GIVEN PROBLEM 1:
Rewrite the paragraph in the passage on traversal systems that begins "The similarities between these systems intrigued me!" as a short list, keeping its main points.
GIVEN PROBLEM 2:
Extend the passage on traversal systems, picking up right after its final sentence.

PASSAGE TO READ:
Some good examples of existing Traversal Systems which you may have heard of include the brilliant jq utility for manipulating and querying JSON, the XPath language for querying XML, and the meander data manipulation system in Clojure. Although each of these systems may appear drastically different at a glance, they both accomplish many of the same goals of manipulating and querying data in a concise way.

The similarities between these systems intrigued me! They seem so similar, but yet still seem to share very little in the way of structure, syntax, and prior art. They re-invent the wheel for each new data type! Ideally we could recognize the useful behaviours in each system and build a generalized system which works for any data type.

This post is an attempt to do exactly that; we'll take a look at a few things that these systems do well, then we'll re-build them in Haskell using standard tooling, all the while abstracting over the type of data!

COLLECTED DATA:
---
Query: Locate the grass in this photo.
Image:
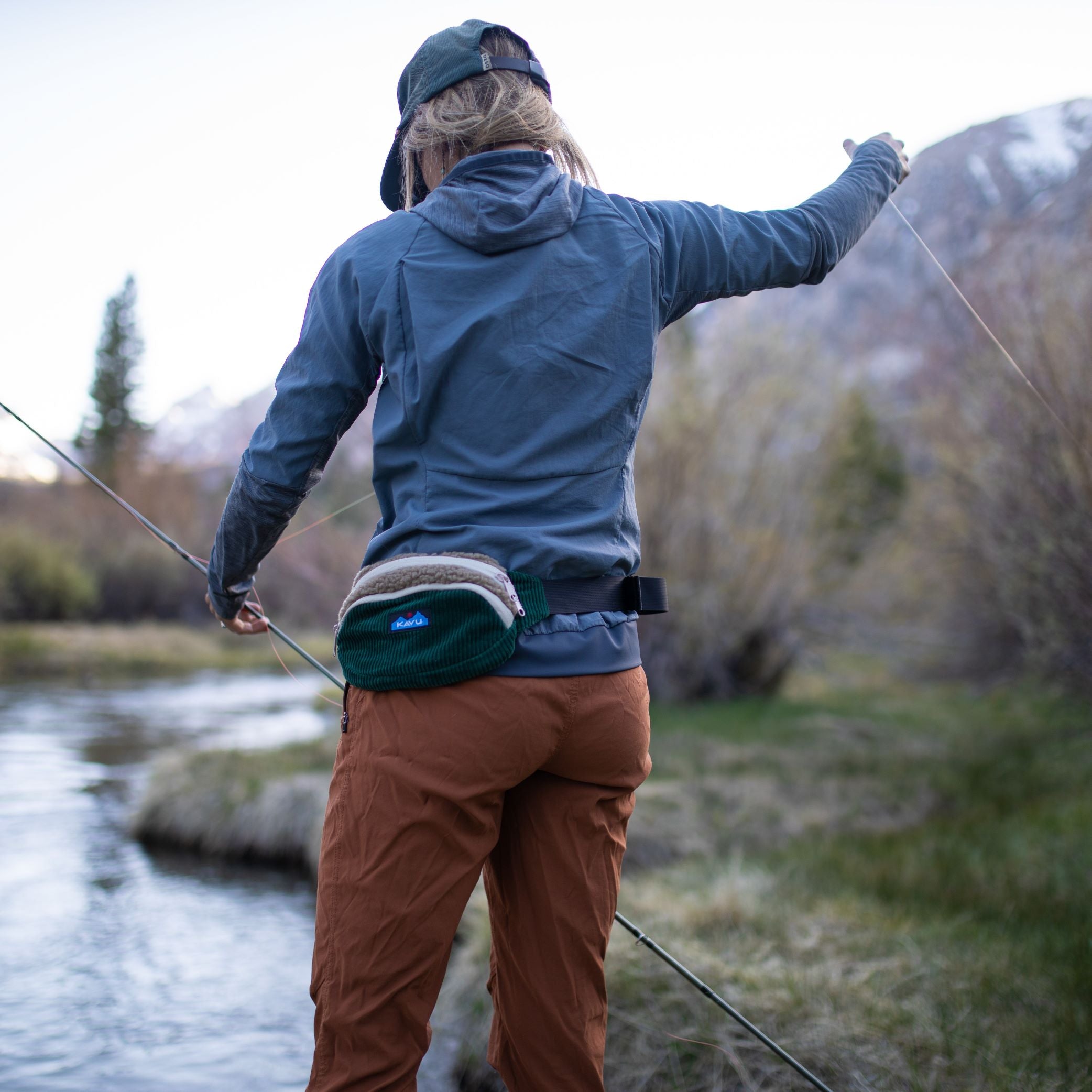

WRITTEN ANSWER 1:
- The similarities among these systems are intriguing.
- They seem alike, yet they share very little structure, syntax, or prior art.
- Each one reinvents the wheel for a new data type.
- The ideal would be to recognize the useful behaviors in each system and build a generalized system that works for any data type.

WRITTEN ANSWER 2:
Optics as a basis for a traversal system

For any of those who know me it should be no surprise that my first thought was to look at optics (i.e. Lenses and Traversals). In general I find that optics solve a lot of my problems, but in this case they are particularly appropriate! Optics inherently deal with the idea of diving deep into data and querying or updating data in a structured and compositional fashion.

In addition, optics also allow abstracting over the data type they work on. There are pre-existing libraries of optics for working with JSON via lens-aeson and for html via taggy-lens. I've written optics libraries for working with CSVs and even Regular Expressions, so I can say confidently that they're a brilliantly adaptable tool for data manipulation.

It also happens that optics are well-principled and mathematically sound, so they're a good tool for studying the properties that a system like this may have.

However, optics themselves don't provide everything we need! Optics are rather obtuse, in fact I wrote a whole book to help teach them, and they lack clarity and easy of use when it comes to building larger expressions. It's also pretty tough to work on one part of a data structure while referencing data in another part of the same structure. My hope is to address some of these short comings in this post.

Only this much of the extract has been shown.